— Set task —
Output every record below exactly as it appears.

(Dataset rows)
——————————

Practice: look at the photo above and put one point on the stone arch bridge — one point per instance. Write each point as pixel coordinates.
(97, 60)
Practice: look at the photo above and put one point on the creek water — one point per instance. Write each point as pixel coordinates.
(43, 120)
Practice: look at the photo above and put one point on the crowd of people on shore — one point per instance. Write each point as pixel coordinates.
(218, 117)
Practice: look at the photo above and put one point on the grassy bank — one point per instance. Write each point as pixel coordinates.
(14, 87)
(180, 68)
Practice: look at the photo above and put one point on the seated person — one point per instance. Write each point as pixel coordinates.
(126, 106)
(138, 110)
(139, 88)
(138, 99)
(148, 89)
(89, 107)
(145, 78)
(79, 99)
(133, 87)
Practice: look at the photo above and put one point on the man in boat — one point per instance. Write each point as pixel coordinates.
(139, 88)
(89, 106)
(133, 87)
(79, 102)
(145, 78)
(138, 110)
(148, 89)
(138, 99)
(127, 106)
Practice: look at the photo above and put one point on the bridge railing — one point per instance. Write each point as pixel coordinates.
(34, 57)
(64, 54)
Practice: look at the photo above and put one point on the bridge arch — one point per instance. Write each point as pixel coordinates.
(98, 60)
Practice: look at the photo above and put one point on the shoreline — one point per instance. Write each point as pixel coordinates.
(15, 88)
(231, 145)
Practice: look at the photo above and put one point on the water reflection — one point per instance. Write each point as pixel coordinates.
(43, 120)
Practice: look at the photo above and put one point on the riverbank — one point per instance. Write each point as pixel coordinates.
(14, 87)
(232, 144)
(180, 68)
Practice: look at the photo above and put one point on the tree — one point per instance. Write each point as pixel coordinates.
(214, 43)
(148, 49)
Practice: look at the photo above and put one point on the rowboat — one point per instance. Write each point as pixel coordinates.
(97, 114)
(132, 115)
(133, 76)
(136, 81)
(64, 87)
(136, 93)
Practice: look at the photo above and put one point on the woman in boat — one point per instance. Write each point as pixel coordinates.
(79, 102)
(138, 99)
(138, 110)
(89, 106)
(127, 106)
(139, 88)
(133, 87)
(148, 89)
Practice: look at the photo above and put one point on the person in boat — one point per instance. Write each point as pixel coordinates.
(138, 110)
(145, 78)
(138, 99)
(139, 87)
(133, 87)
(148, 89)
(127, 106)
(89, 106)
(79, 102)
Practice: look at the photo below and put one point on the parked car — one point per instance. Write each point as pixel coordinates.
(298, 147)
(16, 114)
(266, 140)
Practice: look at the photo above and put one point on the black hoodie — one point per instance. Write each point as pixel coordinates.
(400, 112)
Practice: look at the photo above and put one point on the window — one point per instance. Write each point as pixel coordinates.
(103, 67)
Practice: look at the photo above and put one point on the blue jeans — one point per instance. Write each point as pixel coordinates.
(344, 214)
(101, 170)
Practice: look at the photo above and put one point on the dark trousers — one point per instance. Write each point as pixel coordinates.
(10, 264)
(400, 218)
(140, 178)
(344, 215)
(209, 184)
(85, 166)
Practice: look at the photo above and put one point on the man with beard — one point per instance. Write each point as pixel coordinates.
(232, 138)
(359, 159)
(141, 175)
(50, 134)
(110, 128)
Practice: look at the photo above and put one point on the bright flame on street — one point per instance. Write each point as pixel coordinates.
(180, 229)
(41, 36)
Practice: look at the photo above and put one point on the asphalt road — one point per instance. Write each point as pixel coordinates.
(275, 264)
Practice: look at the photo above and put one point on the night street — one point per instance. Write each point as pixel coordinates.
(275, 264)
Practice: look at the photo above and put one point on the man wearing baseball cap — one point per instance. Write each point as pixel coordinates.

——————————

— Solution —
Practice: look at the photo above and put one point on the stone arch bridge — one point per instance. Write each point as pixel coordinates.
(97, 60)
Practice: look at the photo above and put one point on the creek water — one point per instance. Write each point as pixel coordinates.
(43, 120)
Practice: look at the photo above and put one point on the crowd of people on shore — one point per instance. Write each point as pixel coordinates.
(218, 117)
Practice: look at the photo above and put one point on the grassy bank — one point per instance. Write each point as pixel coordinates.
(14, 87)
(180, 68)
Practice: look at the photo above and put one point on the seated person — one point per instance. Write each point as pixel coordinates.
(126, 106)
(138, 110)
(139, 88)
(138, 99)
(148, 89)
(89, 107)
(145, 78)
(79, 99)
(133, 87)
Practice: look at the photo above and put one point on the man in boat — one point per instance. Write each point as pixel coordinates.
(139, 88)
(89, 106)
(133, 87)
(79, 102)
(145, 78)
(138, 110)
(148, 89)
(138, 99)
(127, 106)
Practice: look at the photo above and put one point on the bridge railing — one point per instance. Write each point as pixel coordinates.
(34, 57)
(64, 54)
Practice: look at the photo above and put one point on the bridge arch — one point per instance. Write each point as pixel coordinates.
(98, 60)
Practice: look at the photo above and put one point on the shoreline — one point per instance. Write each point as pixel coordinates.
(15, 88)
(231, 145)
Practice: look at the photo above and put one point on the water reflection — one point per instance. Write each point as pixel coordinates.
(43, 120)
Practice: look at the photo above and put one point on the riverbank — one point per instance. Write each point as pixel coordinates.
(14, 87)
(232, 144)
(180, 68)
Practice: look at the photo above and put one point on the tree — one point per instance. Write each point as pixel coordinates.
(214, 43)
(148, 49)
Practice: look at the photo above and put one point on the rowboat — one point per instance. Write each point as pixel coordinates.
(97, 114)
(132, 115)
(133, 76)
(136, 81)
(64, 87)
(136, 93)
Practice: look at the photo above and put one point on the woman in boat — one point per instance. Write each point as pixel coordinates.
(79, 102)
(138, 99)
(138, 110)
(89, 106)
(127, 106)
(139, 88)
(133, 87)
(148, 89)
Practice: look at the photo above and put one point on the person in boat — one point per instance. Write each point as pixel coordinates.
(138, 110)
(145, 78)
(138, 99)
(139, 87)
(133, 87)
(148, 89)
(127, 106)
(89, 106)
(79, 102)
Practice: look at the photo below and put one point on the parked car — one point per instance. Write each point as pixel coordinates.
(298, 147)
(16, 114)
(266, 140)
Practice: look at the photo above and put one point on the black hoodie — one point per instance. Write each point as pixel coordinates.
(400, 112)
Practice: look at the photo above and put one point on the window — one point per instance. Write each point as pixel coordinates.
(103, 67)
Practice: look at the photo above and put one point on the blue jeans — one point per instance. Write each point as pixel coordinates.
(344, 214)
(101, 170)
Practice: look at the photo above and put one point on the dark trousers — one point per instance. Write each point as pixel coordinates.
(10, 264)
(400, 218)
(140, 178)
(344, 215)
(209, 184)
(85, 166)
Practice: look at the photo above and put one point on the man with beard — one point per instance. Write each point as pixel coordinates.
(232, 138)
(359, 159)
(141, 175)
(50, 134)
(110, 128)
Practice: look at the photo above and put one point on the bright flame on street — one point per instance. Write each point as pixel coordinates.
(180, 229)
(41, 36)
Practice: look at the photo above and put one point on the asphalt road — one point per instance. Write each point as pixel coordinates.
(275, 264)
Practice: look at the photo above and put one point on the night street — one point per instance. Write each point as pixel coordinates.
(275, 264)
Practice: look at the photo above and put one point on the man wearing baseball cap — one point per instance. Write each point as pixel coordinates.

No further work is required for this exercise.